Grantmaking in GCAF's first year was not well-planned, as the board and President Norton struggled to find a common vision. In December 1961, Norton threatened to resign when the Board of Directors declined to give him a pay raise, a sign that the board had found extensive fault with his leadership of GCAF. A compromise was reached, in which the pay raise was granted and Norton given one year to prove his leadership of the organization.

===Influential early grants===
In 1962, GCAF and The Cleveland Foundation provided a grant to help Cuyahoga County plan the creation of Cuyahoga Community College. GCAF also helped lobby local training schools and private colleges, which had opposed the community college on the grounds that it would be competitive with them. The college opened in 1963. Smith, originally an opponent of the effort, became its biggest booster. He aggressively and successfully solicited funds for the college from area businesses, successfully breaking a century-long Cleveland taboo on private donations to public endeavors.

In September 1963, GCAF created and funded a "program advisory committee", the Plan for Action by Citizens in Education (PACE)—one of many such committees the foundation sponsored to provide it with citizen and activist input on critical issues, including recommending and implementing solutions. PACE grew out of the $18,000 educational system study grant made in 1962, and GCAF funded the program advisory committee's work for three years with a $110,000 operating grant. GCAF also provided funding in the fall of 1963 to Community Action for Youth (CAY). (Note: In 1958, The Cleveland Foundation urged the Welfare Federation of Cleveland to look into the rapidly rising level of crime among poor youth. The Welfare Federation created the Greater Cleveland Youth Services Commission. CAY was operated by the Greater Cleveland Youth Services Commission.) GCAF's $7,000 grant to CAY permitted the organization, whose funding was running out, to search for new financing. In June 1963, CAY won a major $1 million grant to combat juvenile deliquency from the President's Committee on Juvenile Delinquency and Youth Crime. GCAF made a $100,000 matching grant to CAY to allow CAY to win the federal monies. By the end of 1963, the GCAF board had fulsome praise for Norton's leadership.

──────────────────────────────

▸ **Do this**
In the account of GCAF's early grantmaking, how much did GCAF provide to fund the work of the Plan for Action by Citizens in Education, and for how long?

──────────────────────────────

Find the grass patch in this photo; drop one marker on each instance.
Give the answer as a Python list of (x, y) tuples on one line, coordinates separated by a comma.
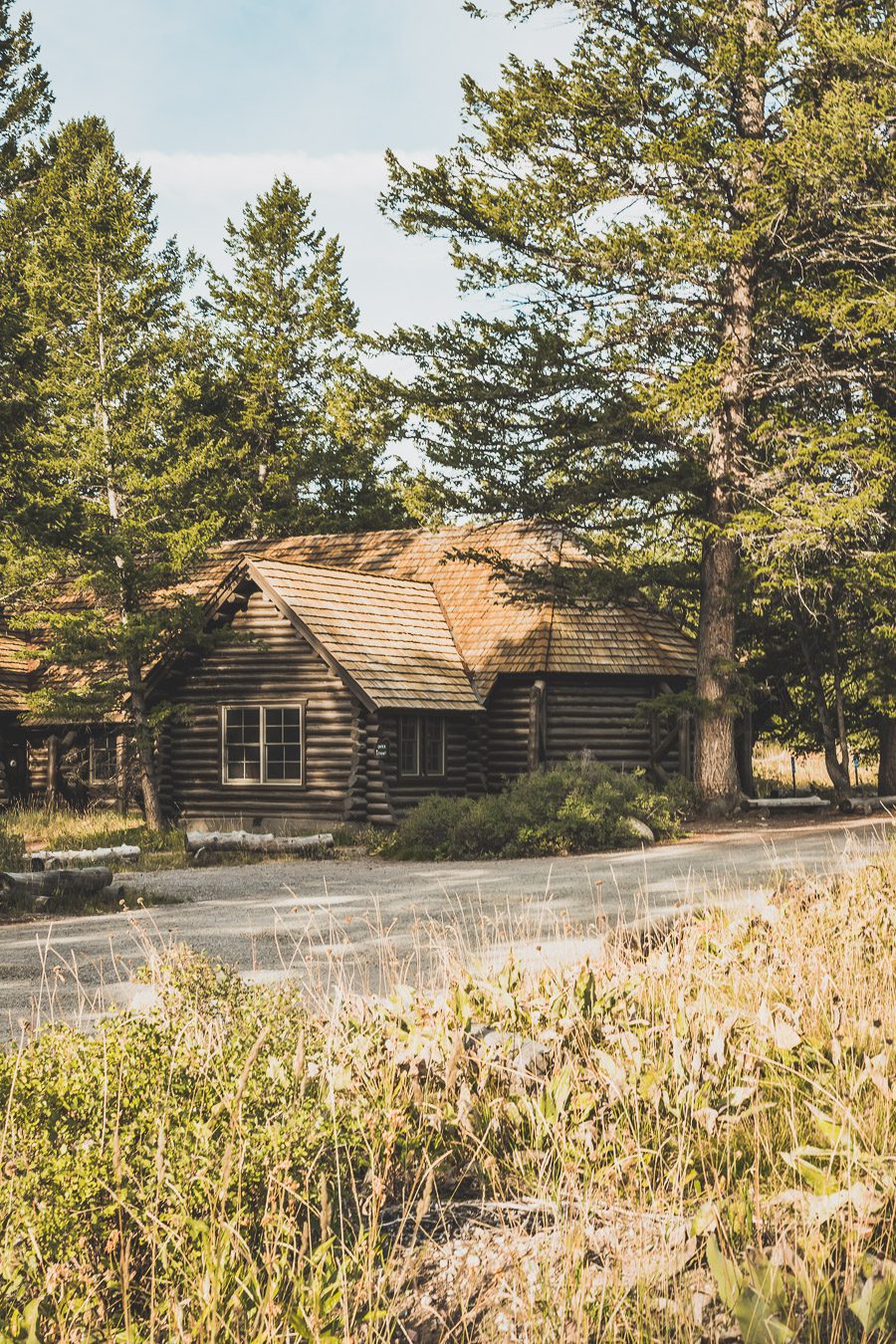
[(64, 828), (573, 808), (691, 1137)]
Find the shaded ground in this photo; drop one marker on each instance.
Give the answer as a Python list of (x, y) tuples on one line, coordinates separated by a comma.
[(369, 924)]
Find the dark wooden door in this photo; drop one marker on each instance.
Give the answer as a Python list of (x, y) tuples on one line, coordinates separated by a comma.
[(14, 760)]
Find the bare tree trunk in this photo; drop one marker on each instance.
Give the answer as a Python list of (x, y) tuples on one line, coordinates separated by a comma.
[(887, 768), (138, 714), (831, 729), (145, 749), (715, 760)]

──────────────────────────────

▸ **Full response**
A $110,000 operating grant for three years.